-- Start --

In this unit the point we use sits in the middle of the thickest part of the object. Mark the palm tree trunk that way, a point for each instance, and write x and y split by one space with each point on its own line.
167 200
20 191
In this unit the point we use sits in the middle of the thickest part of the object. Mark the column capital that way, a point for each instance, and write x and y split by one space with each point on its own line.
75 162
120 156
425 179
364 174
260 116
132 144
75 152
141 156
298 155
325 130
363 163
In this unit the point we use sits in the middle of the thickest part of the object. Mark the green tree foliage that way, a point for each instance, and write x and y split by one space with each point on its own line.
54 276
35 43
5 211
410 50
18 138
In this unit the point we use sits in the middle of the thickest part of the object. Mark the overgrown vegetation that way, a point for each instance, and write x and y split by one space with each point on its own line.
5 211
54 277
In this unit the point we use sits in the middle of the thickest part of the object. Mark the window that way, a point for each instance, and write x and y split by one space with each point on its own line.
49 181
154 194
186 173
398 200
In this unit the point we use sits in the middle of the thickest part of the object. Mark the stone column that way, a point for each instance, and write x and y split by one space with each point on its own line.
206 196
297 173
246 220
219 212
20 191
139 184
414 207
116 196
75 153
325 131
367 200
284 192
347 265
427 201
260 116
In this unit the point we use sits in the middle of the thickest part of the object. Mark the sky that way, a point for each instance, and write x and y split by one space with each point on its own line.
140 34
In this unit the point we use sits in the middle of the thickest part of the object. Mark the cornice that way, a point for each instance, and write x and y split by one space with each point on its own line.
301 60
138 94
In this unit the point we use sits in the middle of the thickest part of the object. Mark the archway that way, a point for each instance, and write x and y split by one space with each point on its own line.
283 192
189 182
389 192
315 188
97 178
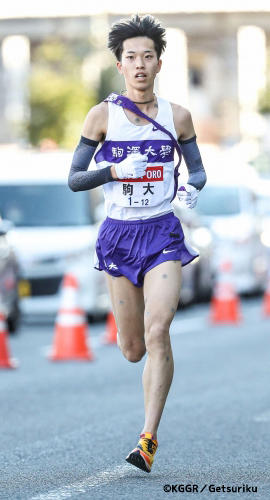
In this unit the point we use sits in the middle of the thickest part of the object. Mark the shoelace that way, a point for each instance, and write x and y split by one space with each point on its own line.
150 445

-- End --

Instruction: Set out the whole listing above as a numbered list, skipping any blank lines and leaving out the pictures.

Result of the task:
1. In this unit the point we use sits in the middle of the thickest part of the object. Mark the palm tree trunk that way, a point for each instance, and write x and y split by one space with each point on its own line.
2. 167 200
3. 20 191
4. In this unit the point we use sits in the middle of the thickest part of the object. Mark the column capital that way, a point for each instance, and write x and y split by one space with each point on its own line.
5. 75 162
6. 120 156
7. 425 179
8. 364 174
9. 260 116
10. 132 144
11. 75 152
12. 141 156
13. 298 155
14. 325 130
15. 363 163
16. In this unit the point we use sits in the middle of the thickest part of the object. Mark the green tree foliage that way, a point for each instance, and write x and y split by one space with each point on its own line.
17. 54 276
18. 35 43
19. 5 211
20. 410 50
21. 18 138
22. In this unit the point we use sits in the middle of the thickest part of the object. Mark the overgrown vegetation that way, a point for each instance, and write x and y split by one space with each point on its own line.
23. 5 211
24. 54 277
25. In this unit the point we use sits in the middle of the thickest part of the object. Mark the window that way, a point for each instance, and write x and y split by one space with each point on its own line.
26. 49 181
27. 154 194
28. 186 173
29. 398 200
30. In this unit the point we use sits in the middle of the thickest part of the object. Mark the stone column that way, a point for each instance, and write x and y split by one space with each point on its own line.
31. 206 196
32. 297 173
33. 246 220
34. 219 212
35. 20 191
36. 139 184
37. 414 207
38. 116 196
39. 75 153
40. 325 131
41. 367 200
42. 284 192
43. 347 265
44. 427 201
45. 260 116
46. In this unit the point we use sits in the middle of the thickest part of the object. Mark the sky that way, a point for each instance, and write x and y split by one space with each point on its own line.
47. 140 34
48. In this unit the point we use sits in the middle of the thickest part of the object. Mark the cornice that way, a point for each instance, and write x and y split by one space with each point on its own line.
49. 301 60
50. 138 94
51. In this unit the point we use sits in the middle of the thickest part of the object. Mark the archway that way, a point for each instance, and write x and y split by one space with each point on its own line.
52. 283 192
53. 189 182
54. 389 192
55. 315 188
56. 97 178
57. In this unit the point we use sits in the middle of the thickest part of the object. Mark the shoelace that way, a point for each instance, and write x and y split by one space with each point on its own line.
58. 150 445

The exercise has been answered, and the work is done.